Directive »
Starting at the line that holds "Locate the residential", set down each line through the end of the listing, exactly as written and with nothing added.

Data »
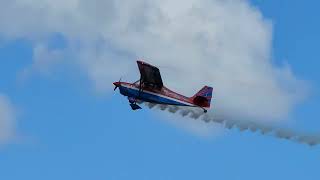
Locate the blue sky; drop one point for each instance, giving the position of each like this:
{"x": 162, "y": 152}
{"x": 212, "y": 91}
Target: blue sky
{"x": 67, "y": 130}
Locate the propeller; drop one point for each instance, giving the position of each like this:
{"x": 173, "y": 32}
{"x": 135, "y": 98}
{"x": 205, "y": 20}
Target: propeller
{"x": 117, "y": 84}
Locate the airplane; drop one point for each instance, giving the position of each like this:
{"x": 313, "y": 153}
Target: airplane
{"x": 150, "y": 88}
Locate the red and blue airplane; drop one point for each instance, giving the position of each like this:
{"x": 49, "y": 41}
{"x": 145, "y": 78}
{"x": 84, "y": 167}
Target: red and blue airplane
{"x": 150, "y": 88}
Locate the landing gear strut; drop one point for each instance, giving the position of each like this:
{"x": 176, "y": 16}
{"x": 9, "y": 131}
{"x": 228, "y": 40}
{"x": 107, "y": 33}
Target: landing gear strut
{"x": 133, "y": 103}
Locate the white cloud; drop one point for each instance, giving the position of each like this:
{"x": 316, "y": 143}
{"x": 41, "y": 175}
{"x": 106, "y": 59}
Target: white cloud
{"x": 7, "y": 120}
{"x": 225, "y": 44}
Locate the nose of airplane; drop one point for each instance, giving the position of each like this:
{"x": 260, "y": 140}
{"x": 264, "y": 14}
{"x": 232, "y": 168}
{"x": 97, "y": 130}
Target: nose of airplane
{"x": 116, "y": 84}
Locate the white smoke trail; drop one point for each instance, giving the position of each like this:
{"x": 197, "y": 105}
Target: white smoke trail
{"x": 309, "y": 139}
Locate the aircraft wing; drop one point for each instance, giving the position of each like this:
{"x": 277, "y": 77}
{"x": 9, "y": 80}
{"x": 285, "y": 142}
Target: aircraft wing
{"x": 150, "y": 75}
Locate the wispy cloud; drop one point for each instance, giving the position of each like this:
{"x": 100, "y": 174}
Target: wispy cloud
{"x": 224, "y": 44}
{"x": 7, "y": 120}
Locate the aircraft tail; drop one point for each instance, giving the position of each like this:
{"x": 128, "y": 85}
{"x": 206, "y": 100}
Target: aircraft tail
{"x": 203, "y": 97}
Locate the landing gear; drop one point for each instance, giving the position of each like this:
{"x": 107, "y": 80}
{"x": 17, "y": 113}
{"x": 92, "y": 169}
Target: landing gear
{"x": 134, "y": 106}
{"x": 133, "y": 103}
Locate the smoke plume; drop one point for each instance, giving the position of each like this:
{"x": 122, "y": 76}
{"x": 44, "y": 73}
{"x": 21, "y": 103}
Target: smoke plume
{"x": 262, "y": 128}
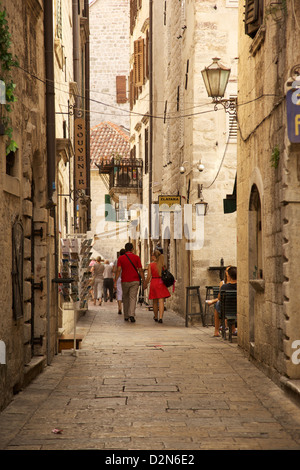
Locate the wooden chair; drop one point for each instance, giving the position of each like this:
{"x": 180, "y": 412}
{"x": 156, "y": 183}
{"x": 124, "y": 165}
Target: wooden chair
{"x": 228, "y": 302}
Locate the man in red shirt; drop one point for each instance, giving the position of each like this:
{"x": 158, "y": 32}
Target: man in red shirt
{"x": 131, "y": 267}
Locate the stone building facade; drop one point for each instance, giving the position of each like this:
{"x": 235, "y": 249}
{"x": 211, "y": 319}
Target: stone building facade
{"x": 268, "y": 187}
{"x": 27, "y": 228}
{"x": 184, "y": 130}
{"x": 31, "y": 177}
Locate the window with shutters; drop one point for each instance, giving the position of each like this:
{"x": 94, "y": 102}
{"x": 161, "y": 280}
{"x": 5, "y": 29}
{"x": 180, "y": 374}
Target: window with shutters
{"x": 254, "y": 12}
{"x": 121, "y": 89}
{"x": 139, "y": 62}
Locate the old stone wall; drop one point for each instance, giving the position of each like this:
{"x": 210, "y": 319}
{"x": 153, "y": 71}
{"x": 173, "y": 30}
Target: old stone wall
{"x": 23, "y": 194}
{"x": 194, "y": 33}
{"x": 109, "y": 52}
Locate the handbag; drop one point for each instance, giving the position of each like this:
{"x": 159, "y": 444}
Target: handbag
{"x": 167, "y": 278}
{"x": 135, "y": 269}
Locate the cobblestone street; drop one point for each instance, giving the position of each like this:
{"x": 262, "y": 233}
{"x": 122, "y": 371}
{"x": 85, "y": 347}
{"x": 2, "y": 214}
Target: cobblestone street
{"x": 150, "y": 386}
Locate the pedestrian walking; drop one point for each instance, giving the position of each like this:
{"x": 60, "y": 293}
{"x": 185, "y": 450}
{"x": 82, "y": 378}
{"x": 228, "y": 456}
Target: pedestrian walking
{"x": 158, "y": 292}
{"x": 97, "y": 271}
{"x": 132, "y": 272}
{"x": 119, "y": 283}
{"x": 108, "y": 281}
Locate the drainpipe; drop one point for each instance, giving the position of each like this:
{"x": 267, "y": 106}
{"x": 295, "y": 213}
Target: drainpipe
{"x": 151, "y": 113}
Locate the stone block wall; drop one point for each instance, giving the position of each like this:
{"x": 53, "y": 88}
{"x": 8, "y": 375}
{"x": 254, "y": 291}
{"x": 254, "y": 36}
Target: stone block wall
{"x": 110, "y": 57}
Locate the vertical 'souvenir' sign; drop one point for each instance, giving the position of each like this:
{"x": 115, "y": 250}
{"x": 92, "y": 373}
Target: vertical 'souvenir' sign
{"x": 80, "y": 156}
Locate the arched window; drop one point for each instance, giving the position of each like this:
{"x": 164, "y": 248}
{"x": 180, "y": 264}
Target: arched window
{"x": 255, "y": 236}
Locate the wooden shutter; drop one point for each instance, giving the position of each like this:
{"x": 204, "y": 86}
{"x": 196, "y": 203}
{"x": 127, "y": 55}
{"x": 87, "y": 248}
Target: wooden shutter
{"x": 121, "y": 89}
{"x": 139, "y": 62}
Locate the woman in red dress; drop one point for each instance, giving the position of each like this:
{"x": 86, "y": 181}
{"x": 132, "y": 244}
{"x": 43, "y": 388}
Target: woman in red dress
{"x": 158, "y": 291}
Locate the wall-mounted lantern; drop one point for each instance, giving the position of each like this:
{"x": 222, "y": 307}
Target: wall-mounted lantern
{"x": 215, "y": 78}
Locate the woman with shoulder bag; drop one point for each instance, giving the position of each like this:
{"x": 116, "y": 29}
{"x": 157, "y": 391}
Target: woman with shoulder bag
{"x": 158, "y": 291}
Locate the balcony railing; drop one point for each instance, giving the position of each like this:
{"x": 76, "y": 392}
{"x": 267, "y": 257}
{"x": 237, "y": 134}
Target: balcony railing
{"x": 123, "y": 172}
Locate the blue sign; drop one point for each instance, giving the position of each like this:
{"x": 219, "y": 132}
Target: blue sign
{"x": 293, "y": 115}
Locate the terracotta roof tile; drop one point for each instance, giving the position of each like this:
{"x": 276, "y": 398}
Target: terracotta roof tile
{"x": 108, "y": 139}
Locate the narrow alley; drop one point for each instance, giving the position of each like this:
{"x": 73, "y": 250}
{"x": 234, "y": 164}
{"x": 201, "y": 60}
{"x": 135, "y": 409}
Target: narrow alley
{"x": 149, "y": 386}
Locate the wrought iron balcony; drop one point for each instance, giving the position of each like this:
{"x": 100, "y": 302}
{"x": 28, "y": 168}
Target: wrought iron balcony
{"x": 123, "y": 172}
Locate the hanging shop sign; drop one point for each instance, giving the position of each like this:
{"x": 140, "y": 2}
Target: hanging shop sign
{"x": 293, "y": 114}
{"x": 169, "y": 203}
{"x": 80, "y": 154}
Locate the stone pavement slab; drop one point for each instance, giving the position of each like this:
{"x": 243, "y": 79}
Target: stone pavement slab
{"x": 149, "y": 386}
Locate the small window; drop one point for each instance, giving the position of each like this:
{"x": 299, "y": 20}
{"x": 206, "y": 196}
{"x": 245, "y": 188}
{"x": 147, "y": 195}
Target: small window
{"x": 10, "y": 163}
{"x": 254, "y": 12}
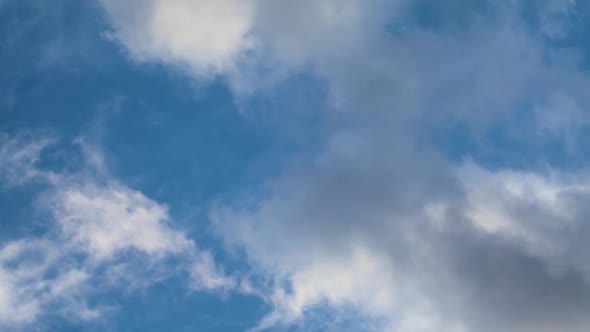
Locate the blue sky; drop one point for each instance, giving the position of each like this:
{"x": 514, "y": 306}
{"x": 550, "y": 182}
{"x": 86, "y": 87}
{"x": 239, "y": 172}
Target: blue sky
{"x": 315, "y": 165}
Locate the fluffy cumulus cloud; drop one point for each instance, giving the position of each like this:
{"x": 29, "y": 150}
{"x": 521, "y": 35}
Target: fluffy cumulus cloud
{"x": 100, "y": 229}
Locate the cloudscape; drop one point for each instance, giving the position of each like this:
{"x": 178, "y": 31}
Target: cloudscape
{"x": 295, "y": 165}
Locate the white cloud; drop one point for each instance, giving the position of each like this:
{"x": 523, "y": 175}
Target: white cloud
{"x": 374, "y": 221}
{"x": 107, "y": 220}
{"x": 97, "y": 223}
{"x": 206, "y": 37}
{"x": 18, "y": 156}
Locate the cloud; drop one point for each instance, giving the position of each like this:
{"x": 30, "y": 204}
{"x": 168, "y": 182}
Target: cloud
{"x": 206, "y": 37}
{"x": 111, "y": 219}
{"x": 382, "y": 218}
{"x": 18, "y": 156}
{"x": 102, "y": 233}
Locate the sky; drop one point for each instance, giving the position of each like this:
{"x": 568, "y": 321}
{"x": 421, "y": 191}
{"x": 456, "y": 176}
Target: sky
{"x": 310, "y": 165}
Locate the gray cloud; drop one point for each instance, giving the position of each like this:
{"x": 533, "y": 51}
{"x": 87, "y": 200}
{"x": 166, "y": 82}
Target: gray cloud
{"x": 381, "y": 218}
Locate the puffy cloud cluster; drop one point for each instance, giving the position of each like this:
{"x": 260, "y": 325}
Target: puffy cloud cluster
{"x": 99, "y": 229}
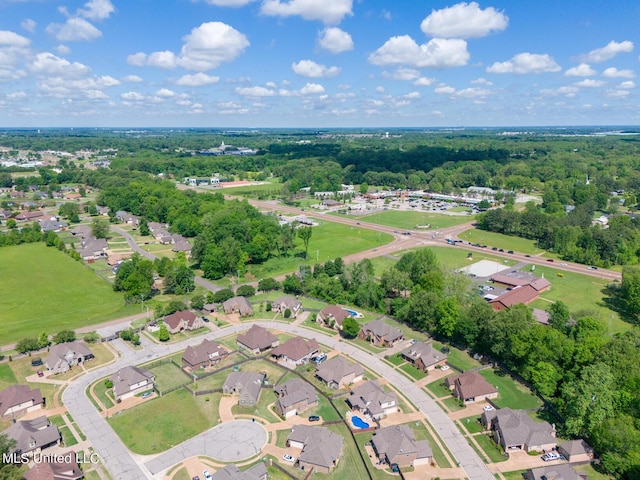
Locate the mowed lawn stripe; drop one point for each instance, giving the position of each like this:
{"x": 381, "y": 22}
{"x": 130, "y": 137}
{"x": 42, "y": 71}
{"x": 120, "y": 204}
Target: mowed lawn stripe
{"x": 47, "y": 291}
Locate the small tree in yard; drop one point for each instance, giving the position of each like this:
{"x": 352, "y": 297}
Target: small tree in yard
{"x": 163, "y": 333}
{"x": 350, "y": 327}
{"x": 64, "y": 336}
{"x": 245, "y": 291}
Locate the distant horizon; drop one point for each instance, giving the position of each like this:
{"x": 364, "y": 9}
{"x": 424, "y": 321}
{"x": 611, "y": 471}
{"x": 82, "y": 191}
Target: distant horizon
{"x": 318, "y": 64}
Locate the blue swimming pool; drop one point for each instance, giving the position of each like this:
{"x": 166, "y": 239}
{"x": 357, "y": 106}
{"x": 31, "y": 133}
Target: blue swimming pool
{"x": 358, "y": 422}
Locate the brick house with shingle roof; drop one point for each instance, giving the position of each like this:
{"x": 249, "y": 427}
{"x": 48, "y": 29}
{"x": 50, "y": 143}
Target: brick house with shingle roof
{"x": 471, "y": 387}
{"x": 296, "y": 351}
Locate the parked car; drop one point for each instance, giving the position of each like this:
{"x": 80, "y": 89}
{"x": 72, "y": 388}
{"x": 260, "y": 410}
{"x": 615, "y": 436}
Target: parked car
{"x": 547, "y": 457}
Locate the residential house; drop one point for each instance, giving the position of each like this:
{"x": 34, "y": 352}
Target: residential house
{"x": 294, "y": 397}
{"x": 471, "y": 387}
{"x": 296, "y": 351}
{"x": 371, "y": 399}
{"x": 246, "y": 385}
{"x": 576, "y": 451}
{"x": 29, "y": 216}
{"x": 283, "y": 303}
{"x": 33, "y": 436}
{"x": 65, "y": 355}
{"x": 65, "y": 467}
{"x": 206, "y": 354}
{"x": 338, "y": 372}
{"x": 516, "y": 430}
{"x": 332, "y": 316}
{"x": 126, "y": 217}
{"x": 18, "y": 399}
{"x": 423, "y": 356}
{"x": 183, "y": 320}
{"x": 555, "y": 472}
{"x": 231, "y": 472}
{"x": 130, "y": 381}
{"x": 93, "y": 248}
{"x": 52, "y": 225}
{"x": 257, "y": 340}
{"x": 239, "y": 305}
{"x": 380, "y": 333}
{"x": 396, "y": 445}
{"x": 321, "y": 448}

Task solution »
Locate the residential house; drop one point for each instance, giving the position of each like this:
{"x": 34, "y": 352}
Target: residential house
{"x": 294, "y": 397}
{"x": 471, "y": 387}
{"x": 296, "y": 351}
{"x": 371, "y": 399}
{"x": 246, "y": 385}
{"x": 576, "y": 451}
{"x": 29, "y": 216}
{"x": 283, "y": 303}
{"x": 33, "y": 436}
{"x": 65, "y": 355}
{"x": 65, "y": 467}
{"x": 206, "y": 354}
{"x": 338, "y": 372}
{"x": 516, "y": 430}
{"x": 332, "y": 316}
{"x": 126, "y": 217}
{"x": 18, "y": 399}
{"x": 423, "y": 356}
{"x": 183, "y": 320}
{"x": 555, "y": 472}
{"x": 231, "y": 472}
{"x": 130, "y": 381}
{"x": 93, "y": 248}
{"x": 52, "y": 225}
{"x": 257, "y": 340}
{"x": 239, "y": 305}
{"x": 380, "y": 333}
{"x": 396, "y": 445}
{"x": 321, "y": 448}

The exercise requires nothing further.